--- Excerpted records Enclosed Below ---

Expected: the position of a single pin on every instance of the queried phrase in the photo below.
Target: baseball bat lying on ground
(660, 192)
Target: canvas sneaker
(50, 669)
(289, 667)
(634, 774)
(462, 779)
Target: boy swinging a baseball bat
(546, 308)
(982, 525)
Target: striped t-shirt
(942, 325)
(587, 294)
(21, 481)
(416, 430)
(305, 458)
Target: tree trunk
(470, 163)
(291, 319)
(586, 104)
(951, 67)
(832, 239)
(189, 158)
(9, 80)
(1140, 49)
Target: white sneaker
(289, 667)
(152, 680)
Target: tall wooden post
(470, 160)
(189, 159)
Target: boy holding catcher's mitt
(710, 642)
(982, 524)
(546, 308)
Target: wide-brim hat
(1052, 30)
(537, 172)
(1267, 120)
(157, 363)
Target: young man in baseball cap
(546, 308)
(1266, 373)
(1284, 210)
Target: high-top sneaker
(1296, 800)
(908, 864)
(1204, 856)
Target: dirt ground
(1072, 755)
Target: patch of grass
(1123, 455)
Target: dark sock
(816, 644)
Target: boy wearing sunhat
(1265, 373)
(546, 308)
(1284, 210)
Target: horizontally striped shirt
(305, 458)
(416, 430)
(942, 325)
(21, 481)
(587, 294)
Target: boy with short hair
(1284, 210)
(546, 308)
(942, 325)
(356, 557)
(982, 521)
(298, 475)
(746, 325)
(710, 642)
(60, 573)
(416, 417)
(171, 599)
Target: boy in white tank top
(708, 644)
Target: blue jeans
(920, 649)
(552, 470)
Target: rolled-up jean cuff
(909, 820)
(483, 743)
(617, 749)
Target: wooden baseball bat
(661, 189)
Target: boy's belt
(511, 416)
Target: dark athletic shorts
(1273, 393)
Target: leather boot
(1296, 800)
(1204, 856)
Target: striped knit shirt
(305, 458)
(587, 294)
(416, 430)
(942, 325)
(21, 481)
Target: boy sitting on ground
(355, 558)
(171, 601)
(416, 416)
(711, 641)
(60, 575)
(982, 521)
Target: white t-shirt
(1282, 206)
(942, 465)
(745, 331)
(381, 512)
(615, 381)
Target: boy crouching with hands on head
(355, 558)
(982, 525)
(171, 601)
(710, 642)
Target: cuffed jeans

--- End of Enclosed Excerpted records ---

→ **Your instructions**
The data above must be reproduced in full, exactly as given.

→ **Task solution**
Expected: the position of a single pin on every instance of the queried phrase in the photo below.
Target: baseball bat lying on ground
(660, 192)
Target: canvas sneaker
(50, 669)
(289, 667)
(634, 774)
(462, 779)
Target: boy swinging a baseball bat
(546, 308)
(982, 525)
Target: striped t-shirt
(942, 325)
(587, 294)
(21, 481)
(416, 430)
(305, 458)
Target: tree trunk
(470, 163)
(291, 319)
(586, 104)
(951, 67)
(832, 239)
(189, 158)
(9, 80)
(1140, 49)
Target: white sneaker
(289, 667)
(152, 680)
Target: tall wooden post
(470, 160)
(189, 159)
Target: boy holding catcher's mitt
(710, 642)
(982, 524)
(546, 308)
Target: wide-brim hat
(1052, 30)
(537, 172)
(1267, 120)
(157, 363)
Target: young man in baseball cap
(546, 308)
(1266, 373)
(1284, 210)
Target: high-top sneaker
(1296, 800)
(908, 864)
(1204, 856)
Target: dirt ground
(1072, 755)
Target: patch of grass
(1123, 455)
Target: dark sock
(816, 644)
Target: boy wearing sunhat
(1265, 373)
(546, 308)
(1284, 210)
Target: horizontally striped shirt
(305, 458)
(416, 430)
(942, 325)
(21, 481)
(587, 294)
Target: boy with short hair
(1284, 210)
(546, 308)
(942, 325)
(356, 557)
(982, 521)
(298, 475)
(746, 325)
(710, 642)
(60, 573)
(416, 417)
(171, 599)
Target: boy in white tank top
(708, 644)
Target: blue jeans
(920, 649)
(552, 470)
Target: rolled-up jean cuff
(909, 820)
(483, 743)
(617, 749)
Target: wooden baseball bat
(661, 189)
Target: boy's belt
(511, 416)
Target: dark athletic shorts
(1273, 393)
Target: leather boot
(1296, 800)
(1204, 856)
Target: striped knit shirt
(305, 458)
(587, 294)
(416, 430)
(942, 325)
(21, 481)
Target: boy sitting on ground
(355, 558)
(171, 601)
(416, 416)
(711, 641)
(60, 575)
(982, 521)
Target: white t-shirt
(1282, 206)
(942, 465)
(745, 331)
(381, 512)
(615, 381)
Target: boy crouching with hands on head
(355, 558)
(982, 525)
(171, 601)
(710, 642)
Target: cuffed jeans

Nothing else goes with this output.